TRAVAIL À FAIRE:
A - Répondez à ces questions à partir du texte proposé :
(i) À quelle date la collation des grades de Vallée est-elle prévue ?
(ii) Dans quel lieu la compétition aura-t-elle lieu ?
(iii) Depuis combien de temps Vallée n'a-t-elle pas concouru dans sa province natale ?
B - Citez le passage du texte proposé qui commence par « Théoriquement, Vallée aurait » et se termine par « nom de FINA. ».

TEXTE PROPOSÉ:

——

Théoriquement, Vallée aurait passé ces derniers examens cette semaine en vue de sa collation des grades le 12 mai. Mais elle a réaménagé son horaire pour pouvoir participer à un autre évènement très spécial : la Coupe du monde de plongeon de Montréal, deuxième de trois étapes d’un nouveau circuit mis de l’avant par World Aquatics, la fédération internationale anciennement connue sous le nom de FINA.

La compétition se déroulera de vendredi à dimanche à la piscine du Parc olympique. Une « Team Mia » élargie y sera pour encourager la double médaillée mondiale. Au total, ils seront une trentaine : grands-parents, oncles et tantes, cousins, cousines…

« Certains ne m’ont jamais vue plonger », s’est enthousiasmée Vallée, qui n’a pas concouru dans sa province natale depuis cinq ans. « Je n’aurai jamais eu autant de soutien dans une compétition. Ça va être une sensation différente ! »

——

EXTRAIT DE DONNÉES:
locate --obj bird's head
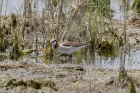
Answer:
[50,39,57,45]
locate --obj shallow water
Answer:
[0,49,140,69]
[0,0,140,69]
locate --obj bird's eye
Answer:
[51,40,56,43]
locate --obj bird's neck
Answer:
[53,43,59,49]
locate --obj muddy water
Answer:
[0,49,140,69]
[0,0,140,69]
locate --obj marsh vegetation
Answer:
[0,0,140,93]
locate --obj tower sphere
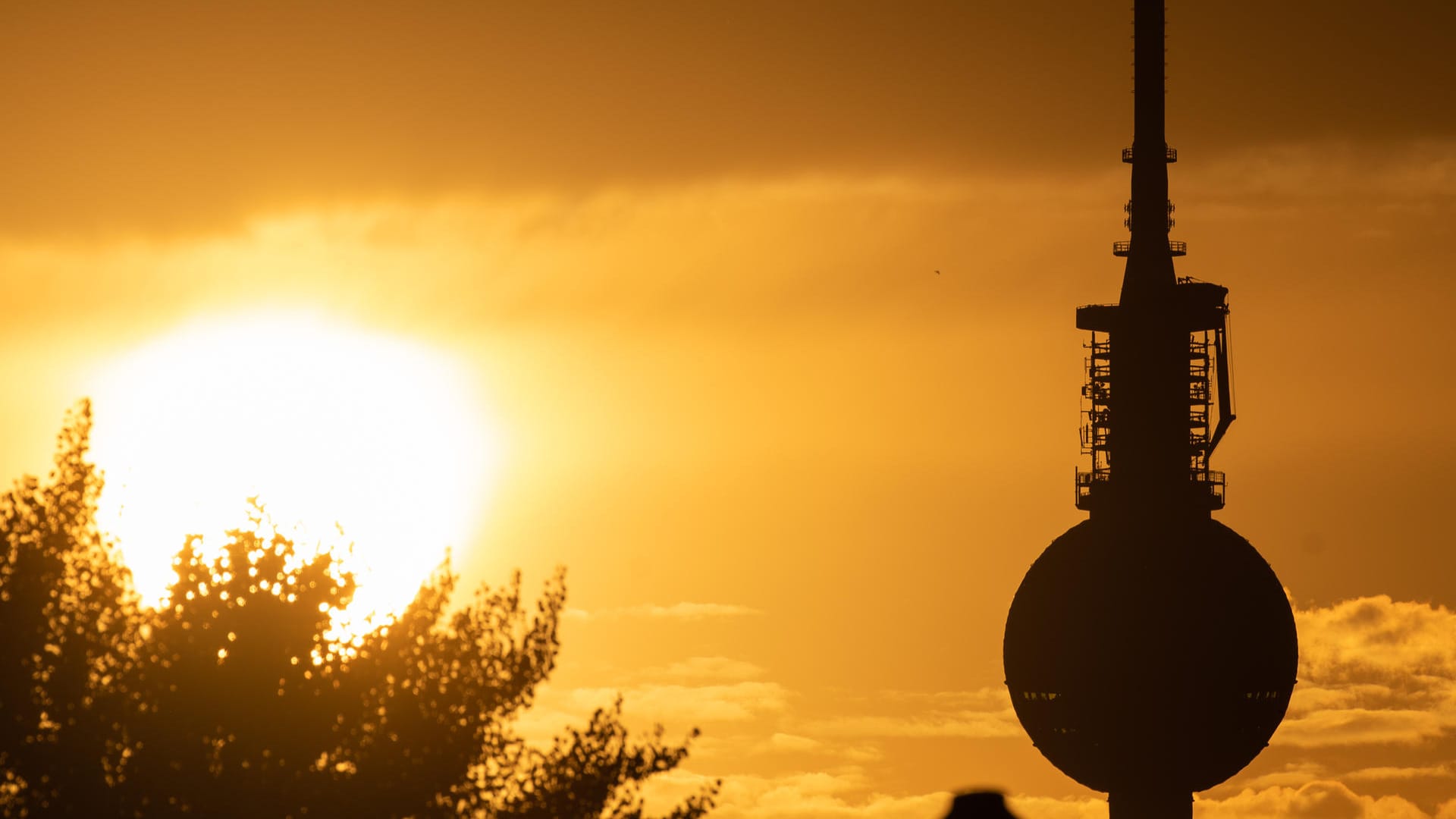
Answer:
[1003,516,1299,794]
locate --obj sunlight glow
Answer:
[87,312,500,620]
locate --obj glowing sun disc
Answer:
[87,313,500,617]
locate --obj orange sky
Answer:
[0,2,1456,819]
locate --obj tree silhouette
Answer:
[0,403,717,819]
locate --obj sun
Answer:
[87,312,500,617]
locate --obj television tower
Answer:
[1003,0,1299,819]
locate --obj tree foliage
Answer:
[0,403,715,819]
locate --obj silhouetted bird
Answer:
[945,790,1016,819]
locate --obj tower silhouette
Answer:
[1003,0,1299,819]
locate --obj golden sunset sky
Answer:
[0,0,1456,819]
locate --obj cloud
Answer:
[648,767,951,819]
[571,680,789,724]
[805,688,1024,739]
[565,602,763,621]
[1272,595,1456,748]
[1194,780,1432,819]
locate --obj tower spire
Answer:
[1121,0,1181,305]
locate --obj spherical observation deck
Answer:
[1003,516,1299,794]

——

RÉPONSES PAR EXERCICE:
A -
(i) Le 12 mai.
(ii) À la piscine du Parc olympique.
(iii) Depuis cinq ans.

B -
Théoriquement, Vallée aurait passé ces derniers examens cette semaine en vue de sa collation des grades le 12 mai. Mais elle a réaménagé son horaire pour pouvoir participer à un autre évènement très spécial : la Coupe du monde de plongeon de Montréal, deuxième de trois étapes d’un nouveau circuit mis de l’avant par World Aquatics, la fédération internationale anciennement connue sous le nom de FINA.